**PROBLEM TO SOLVE:**
Word-for-word transcription needed. Include every entry below but no pictures.

(Collected data entries)
☆ ☆ ☆
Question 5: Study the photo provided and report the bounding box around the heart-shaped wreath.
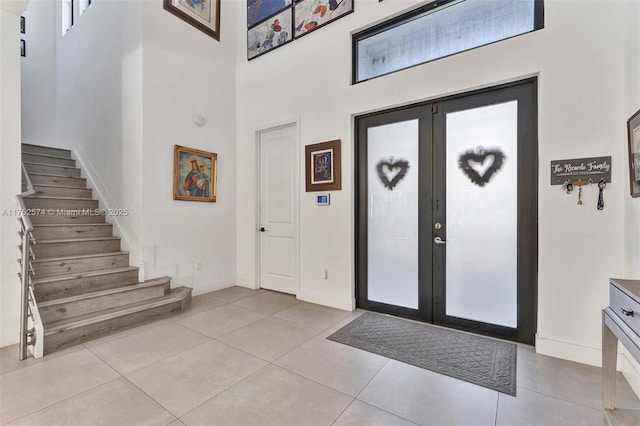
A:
[376,158,410,190]
[458,147,505,187]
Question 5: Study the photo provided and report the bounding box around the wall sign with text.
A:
[550,156,612,185]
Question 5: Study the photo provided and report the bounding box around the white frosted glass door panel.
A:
[445,101,518,328]
[367,120,419,309]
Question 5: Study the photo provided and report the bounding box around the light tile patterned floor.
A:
[1,286,639,426]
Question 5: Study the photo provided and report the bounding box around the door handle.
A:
[434,236,446,245]
[260,227,266,232]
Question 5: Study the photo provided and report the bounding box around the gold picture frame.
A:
[305,139,341,192]
[173,145,217,202]
[163,0,221,41]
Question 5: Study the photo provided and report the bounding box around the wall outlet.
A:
[195,261,202,271]
[324,269,328,280]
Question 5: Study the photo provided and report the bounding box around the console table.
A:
[603,278,640,425]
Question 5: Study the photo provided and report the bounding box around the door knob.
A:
[260,227,266,232]
[434,236,446,245]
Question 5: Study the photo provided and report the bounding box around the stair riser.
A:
☆ ☆ ☆
**WRITTEN ANSWER:**
Question 5: Study the photo provided and report the bounding box around the heart-shaped wreath.
A:
[376,158,410,190]
[458,147,505,187]
Question 5: Study the photo provided and report the bounding box around the wall sign with text.
A:
[550,156,612,185]
Question 5: Study the photo provided and report the bounding box around the white frosted glass door panel.
A:
[445,101,518,328]
[367,120,419,309]
Question 5: Study the photo provided and report the bounding box around the light tile patterned floor.
A:
[1,286,639,426]
Question 5: Study the photo provided and report the bounding box around the door handle.
A:
[434,236,446,245]
[260,227,266,232]
Question 5: Study the photo provided and report the bounding box around the gold picture frame.
A:
[305,139,341,192]
[173,145,217,202]
[163,0,221,41]
Question 5: Study the photo provided and report the bounding box around the wall outlet.
A:
[195,261,202,271]
[324,269,328,280]
Question 5: Study the photo provided and report the bounding box around the console table.
A:
[603,278,640,425]
Question 5: Study the photo provided and report the bounding box around the door knob.
A:
[260,227,266,232]
[434,236,446,245]
Question 5: Study the photo provided and report the bounding box around the stair riser.
A:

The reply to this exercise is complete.